__ENUNCIADO 1__.
Responda com base no trecho sobre o garoto no bonde:
(a) Onde ficava a campainha que o garoto fez tilintar?
(b) Por quantas horas o garoto tinha ficado imóvel?
(c) Por onde avançou o carro que derrubou o garoto?

GENTE E COISAS DA CIDADE

Alcides

Lydia Federici

Já haviam dado o sinal. Mas o garoto levantou o braço e, com um sorriso, ficou ouvindo o tilintar da campainha. Lá, sobre a cabeça do motorneiro. Quem iria brigar por tão inocente brincadeira? É tão bom mexer-se um pouco depois de quatro horas de imobilidade. Tão bom dar o sinal e ver o bonde, tão grande, obedecer ao toque da campainha! Tão pequena.

Enquanto o bonde diminuía a marcha, o moleque juntou os livros e cadernos sobre o braço. Levantou-se e foi varando o banco. Só alcançou o estribo quando o veículo se imobilizava. Diante do ponto. Pulou para a rua.

Pulou para a rua e ali ficou estendido. Um carro que avançara, entre o bonde e o meio fio, derrubou o garoto. Não teve tempo de defender-se. Nem pensara, talvez, em fazê-lo. Porque sabia que, parado o bonde, no ponto, o carro também teria que parar.

__A LISTAGEM__.
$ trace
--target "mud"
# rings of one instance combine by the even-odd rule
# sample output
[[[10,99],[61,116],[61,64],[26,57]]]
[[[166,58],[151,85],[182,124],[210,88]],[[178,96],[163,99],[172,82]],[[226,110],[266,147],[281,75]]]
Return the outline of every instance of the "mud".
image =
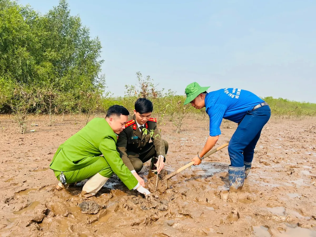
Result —
[[[170,184],[172,183],[170,179],[164,179],[168,174],[167,171],[163,170],[161,173],[158,175],[158,181],[157,175],[149,179],[148,185],[149,191],[151,193],[158,192],[160,194],[164,193],[166,190],[170,188]]]
[[[2,120],[0,236],[316,236],[316,119],[271,119],[237,193],[228,191],[227,148],[164,180],[191,161],[208,136],[199,120],[186,119],[179,134],[167,123],[161,128],[170,152],[156,191],[156,177],[147,180],[149,163],[139,174],[150,196],[129,190],[113,175],[89,198],[79,196],[86,180],[58,191],[47,168],[58,146],[84,120],[51,127],[35,120],[36,132],[22,135],[10,120]],[[225,128],[236,128],[224,123],[216,147],[234,131]]]

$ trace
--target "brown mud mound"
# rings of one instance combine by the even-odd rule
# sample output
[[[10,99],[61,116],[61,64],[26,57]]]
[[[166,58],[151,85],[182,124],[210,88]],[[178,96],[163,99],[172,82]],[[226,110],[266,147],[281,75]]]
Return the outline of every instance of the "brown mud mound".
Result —
[[[83,202],[78,206],[81,209],[82,214],[96,214],[101,209],[95,201]]]

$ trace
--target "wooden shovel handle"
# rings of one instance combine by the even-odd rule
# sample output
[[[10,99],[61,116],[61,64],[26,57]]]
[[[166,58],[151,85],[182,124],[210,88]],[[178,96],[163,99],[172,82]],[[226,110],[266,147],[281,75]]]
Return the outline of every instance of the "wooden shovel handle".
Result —
[[[205,158],[205,157],[207,157],[208,156],[212,154],[214,154],[216,152],[222,149],[224,147],[226,147],[228,145],[228,143],[226,143],[224,144],[224,145],[222,145],[221,146],[217,148],[216,148],[216,149],[214,149],[214,150],[213,150],[211,151],[209,151],[204,156],[204,158]],[[166,178],[165,178],[164,179],[165,180],[169,179],[170,178],[173,177],[174,176],[174,175],[176,175],[176,174],[178,174],[180,172],[181,172],[181,171],[184,170],[185,169],[189,168],[191,166],[194,164],[194,161],[191,161],[190,163],[189,163],[188,164],[186,164],[186,165],[185,165],[184,166],[182,166],[182,167],[180,168],[179,169],[177,170],[176,170],[176,171],[173,171],[171,174],[169,174],[168,175],[168,176],[166,177]]]

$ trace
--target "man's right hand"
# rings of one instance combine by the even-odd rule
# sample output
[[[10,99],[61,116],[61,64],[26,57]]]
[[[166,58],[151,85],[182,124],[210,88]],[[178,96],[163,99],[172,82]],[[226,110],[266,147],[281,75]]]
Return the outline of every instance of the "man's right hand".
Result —
[[[139,175],[137,174],[137,173],[136,172],[134,172],[133,173],[133,175],[135,178],[136,178],[137,179],[137,181],[138,181],[138,183],[139,184],[142,186],[142,187],[145,187],[145,181],[142,178],[140,177]]]

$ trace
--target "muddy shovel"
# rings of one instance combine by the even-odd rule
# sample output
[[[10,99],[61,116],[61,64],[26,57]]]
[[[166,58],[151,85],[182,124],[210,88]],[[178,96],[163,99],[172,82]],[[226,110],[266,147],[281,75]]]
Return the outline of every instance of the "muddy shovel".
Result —
[[[224,145],[222,145],[221,146],[217,148],[216,149],[214,149],[214,150],[213,150],[211,151],[209,151],[204,156],[204,158],[205,158],[207,157],[208,156],[210,156],[212,154],[213,154],[215,152],[216,152],[216,151],[218,151],[222,149],[224,147],[226,147],[228,145],[228,143],[226,143],[224,144]],[[178,173],[179,173],[181,171],[184,170],[185,169],[187,169],[189,168],[189,167],[191,166],[194,164],[194,161],[191,161],[191,162],[189,163],[189,164],[187,164],[184,166],[182,166],[182,167],[181,167],[179,169],[177,170],[176,170],[175,171],[173,171],[173,172],[172,173],[170,174],[169,174],[165,178],[165,179],[164,179],[164,180],[167,180],[167,179],[169,179],[172,178],[174,176],[174,175],[176,175],[176,174],[178,174]]]

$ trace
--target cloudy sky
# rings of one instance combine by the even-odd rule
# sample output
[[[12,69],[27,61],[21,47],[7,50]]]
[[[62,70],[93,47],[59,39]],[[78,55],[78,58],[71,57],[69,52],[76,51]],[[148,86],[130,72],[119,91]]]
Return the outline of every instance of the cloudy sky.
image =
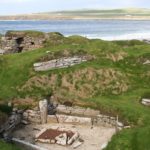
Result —
[[[150,8],[150,0],[0,0],[0,15],[127,7]]]

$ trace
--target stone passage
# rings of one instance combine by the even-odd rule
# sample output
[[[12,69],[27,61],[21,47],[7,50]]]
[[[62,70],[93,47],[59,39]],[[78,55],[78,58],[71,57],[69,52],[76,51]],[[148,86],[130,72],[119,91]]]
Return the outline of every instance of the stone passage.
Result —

__ENUNCIADO 2__. Diga quantas linhas da listagem contêm a palavra "shovel", diferenciando maiúsculas de minúsculas.

__RESPOSTA FINAL 1__.
(a) Sobre a cabeça do motorneiro.
(b) Por quatro horas.
(c) Entre o bonde e o meio-fio.

__RESPOSTA FINAL 2__. 4